___ Document

The commission's 14th recommendation deals with the issue of fishing by rod and line. The recommendation is of some controversy, as it suggests that the Scottish ministers should be given the power to make regulations with regard to fishing by rod and line—in other words, to define what that is. The advice is that we should approve the first part of the recommendation and agree that effect should be given to it in section 4. However, we should ask the Scottish Executive to confirm that the three methods of fishing by rod and line that are specified as offences in the definition of "rod and line" in section 4(1) specify all and only those methods of fishing that were made unlawful by the legislation that was repealed by the 1951 act. We are advised to ask the Executive to explain what is meant by those unlawful methods and their provenance and why it thinks that conferring a power on the Scottish ministers to amend the definition of "rod and line" by regulations meets the test of being
That is a good example of the "necessary" problem.
The adviser also raised a question about the definition of pointing. Is that covered by the action that the convener has suggested?
What is meant by pointing and where the definition comes from were covered in the convener's summing up.
Members should know that the Subordinate Legislation Committee considered that point this morning and agreed to raise its concerns with the Executive in writing.
The use of set lines is an issue because it has become standard practice for anglers on a riverbank or loch to set up a series of rods with set lines. That practice is causing a lot of concern, particularly in the managed fisheries that have a high number of rainbow trout. We are getting complaints from that sector.

______
___ Listed records

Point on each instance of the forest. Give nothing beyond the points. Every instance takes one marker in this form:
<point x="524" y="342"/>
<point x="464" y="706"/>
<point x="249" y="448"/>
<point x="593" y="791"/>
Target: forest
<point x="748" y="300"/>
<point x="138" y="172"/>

______

**What is being asked**
Please transcribe the fishing regulation discussion word for word, beginning at the words "The adviser also" and stopping after "Executive in writing.". You won't need the records for this.

**Task result**
The adviser also raised a question about the definition of pointing. Is that covered by the action that the convener has suggested?
What is meant by pointing and where the definition comes from were covered in the convener's summing up.
Members should know that the Subordinate Legislation Committee considered that point this morning and agreed to raise its concerns with the Executive in writing.